**Exercise goal**. In the records below, copy word for word everything from the line containing "Look at this image and locate every instance of boy's hand" through the last line of the records, including both of those lines.
┌──
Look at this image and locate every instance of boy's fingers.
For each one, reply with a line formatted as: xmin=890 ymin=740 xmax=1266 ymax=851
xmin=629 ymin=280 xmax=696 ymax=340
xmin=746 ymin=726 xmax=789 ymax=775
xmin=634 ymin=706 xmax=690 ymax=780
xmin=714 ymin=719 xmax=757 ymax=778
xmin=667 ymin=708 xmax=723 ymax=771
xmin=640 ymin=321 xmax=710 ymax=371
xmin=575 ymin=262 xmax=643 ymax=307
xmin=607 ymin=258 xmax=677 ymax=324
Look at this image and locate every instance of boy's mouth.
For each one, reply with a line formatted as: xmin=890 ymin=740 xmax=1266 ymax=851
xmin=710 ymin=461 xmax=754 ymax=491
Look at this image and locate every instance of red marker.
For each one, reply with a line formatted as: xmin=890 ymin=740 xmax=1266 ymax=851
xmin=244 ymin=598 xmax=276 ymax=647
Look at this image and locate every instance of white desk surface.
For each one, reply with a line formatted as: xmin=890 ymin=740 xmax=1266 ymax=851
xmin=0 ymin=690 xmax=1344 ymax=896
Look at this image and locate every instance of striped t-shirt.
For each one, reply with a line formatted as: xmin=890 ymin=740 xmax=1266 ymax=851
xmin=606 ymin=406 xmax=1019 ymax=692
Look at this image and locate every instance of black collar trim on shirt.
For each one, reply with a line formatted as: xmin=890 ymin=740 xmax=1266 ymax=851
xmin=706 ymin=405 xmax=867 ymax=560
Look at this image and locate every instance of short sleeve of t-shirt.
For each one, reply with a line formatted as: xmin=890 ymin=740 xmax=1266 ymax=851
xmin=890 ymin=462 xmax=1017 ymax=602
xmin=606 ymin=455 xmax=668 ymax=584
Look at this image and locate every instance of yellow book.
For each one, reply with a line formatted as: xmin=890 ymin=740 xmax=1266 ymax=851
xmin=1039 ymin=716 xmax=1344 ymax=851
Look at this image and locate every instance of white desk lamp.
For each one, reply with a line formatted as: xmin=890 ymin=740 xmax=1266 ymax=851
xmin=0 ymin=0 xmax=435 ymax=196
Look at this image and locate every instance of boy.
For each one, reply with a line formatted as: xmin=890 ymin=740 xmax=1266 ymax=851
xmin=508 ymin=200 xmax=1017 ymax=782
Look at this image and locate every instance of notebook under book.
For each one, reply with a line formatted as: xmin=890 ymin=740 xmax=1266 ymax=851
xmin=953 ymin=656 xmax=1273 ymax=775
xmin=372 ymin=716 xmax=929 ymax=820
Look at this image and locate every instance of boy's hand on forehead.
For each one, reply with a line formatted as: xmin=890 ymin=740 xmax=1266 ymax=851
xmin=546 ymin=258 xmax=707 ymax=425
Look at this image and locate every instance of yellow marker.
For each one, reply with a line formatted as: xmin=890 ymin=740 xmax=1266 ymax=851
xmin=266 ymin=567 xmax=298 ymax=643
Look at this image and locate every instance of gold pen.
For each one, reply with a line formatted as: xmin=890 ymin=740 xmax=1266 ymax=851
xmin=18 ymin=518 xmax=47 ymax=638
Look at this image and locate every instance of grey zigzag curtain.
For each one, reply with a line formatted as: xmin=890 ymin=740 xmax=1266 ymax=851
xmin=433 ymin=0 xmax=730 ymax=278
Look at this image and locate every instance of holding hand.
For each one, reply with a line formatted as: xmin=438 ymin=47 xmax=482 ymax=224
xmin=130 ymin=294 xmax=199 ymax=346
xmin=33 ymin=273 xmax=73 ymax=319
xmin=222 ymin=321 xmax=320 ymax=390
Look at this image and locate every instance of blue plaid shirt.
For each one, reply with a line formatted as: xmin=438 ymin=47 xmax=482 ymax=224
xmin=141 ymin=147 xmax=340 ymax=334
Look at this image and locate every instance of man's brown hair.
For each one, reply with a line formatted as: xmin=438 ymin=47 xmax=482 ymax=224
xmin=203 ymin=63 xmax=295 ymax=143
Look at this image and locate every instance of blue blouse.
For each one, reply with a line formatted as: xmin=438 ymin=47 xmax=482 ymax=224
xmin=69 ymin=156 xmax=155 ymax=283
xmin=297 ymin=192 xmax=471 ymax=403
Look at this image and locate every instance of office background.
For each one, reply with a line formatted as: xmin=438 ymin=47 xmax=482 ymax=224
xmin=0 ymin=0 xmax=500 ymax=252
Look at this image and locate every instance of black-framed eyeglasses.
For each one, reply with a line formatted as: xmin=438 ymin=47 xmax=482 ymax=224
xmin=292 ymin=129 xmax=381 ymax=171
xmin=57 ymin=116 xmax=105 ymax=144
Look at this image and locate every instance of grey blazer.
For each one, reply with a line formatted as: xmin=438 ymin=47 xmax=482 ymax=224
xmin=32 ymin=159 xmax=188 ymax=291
└──
**Task response**.
Look at this image and locate every instance of boy's hand on forehead.
For each one, reply with a line formatted as: xmin=890 ymin=740 xmax=1266 ymax=851
xmin=546 ymin=258 xmax=707 ymax=425
Look at this image and locate every instance of yellow marker.
For each one, reply with a line formatted as: xmin=890 ymin=740 xmax=1266 ymax=851
xmin=266 ymin=567 xmax=298 ymax=643
Look at this image and locate every instance of gold pen.
For each one, reply with a line formatted as: xmin=890 ymin=740 xmax=1266 ymax=851
xmin=18 ymin=518 xmax=47 ymax=638
Look at this image and locate every instance of grey zigzag curtain.
For each one, reply with a line formatted as: xmin=890 ymin=740 xmax=1266 ymax=851
xmin=433 ymin=0 xmax=730 ymax=278
Look at this image and locate every instance of holding hand.
For each one, reply with a line formatted as: xmin=438 ymin=47 xmax=482 ymax=224
xmin=130 ymin=294 xmax=199 ymax=346
xmin=33 ymin=273 xmax=73 ymax=319
xmin=222 ymin=321 xmax=320 ymax=390
Look at this image and locate every instance of blue plaid shirt.
For each one, reply with a line formatted as: xmin=438 ymin=47 xmax=482 ymax=224
xmin=141 ymin=147 xmax=340 ymax=334
Look at this image and locate every instance of man's brown hair.
For each one, reply with a line formatted as: xmin=438 ymin=47 xmax=482 ymax=224
xmin=203 ymin=63 xmax=295 ymax=143
Look at this image and locate every instance of blue blouse.
For each one, reply with a line formatted as: xmin=438 ymin=47 xmax=482 ymax=224
xmin=69 ymin=156 xmax=155 ymax=283
xmin=297 ymin=192 xmax=471 ymax=403
Look at this image and locate every instance of office background.
For each one, reply with a line formatted as: xmin=438 ymin=47 xmax=482 ymax=224
xmin=0 ymin=0 xmax=500 ymax=252
Look at this image and locate every instance of black-framed eyeglasses.
For each one, reply with a line formatted as: xmin=438 ymin=47 xmax=482 ymax=224
xmin=292 ymin=129 xmax=381 ymax=171
xmin=57 ymin=116 xmax=105 ymax=144
Look at this image and locate every instance of grey blazer.
For each one, reply with a line formatted as: xmin=438 ymin=47 xmax=482 ymax=224
xmin=32 ymin=159 xmax=188 ymax=291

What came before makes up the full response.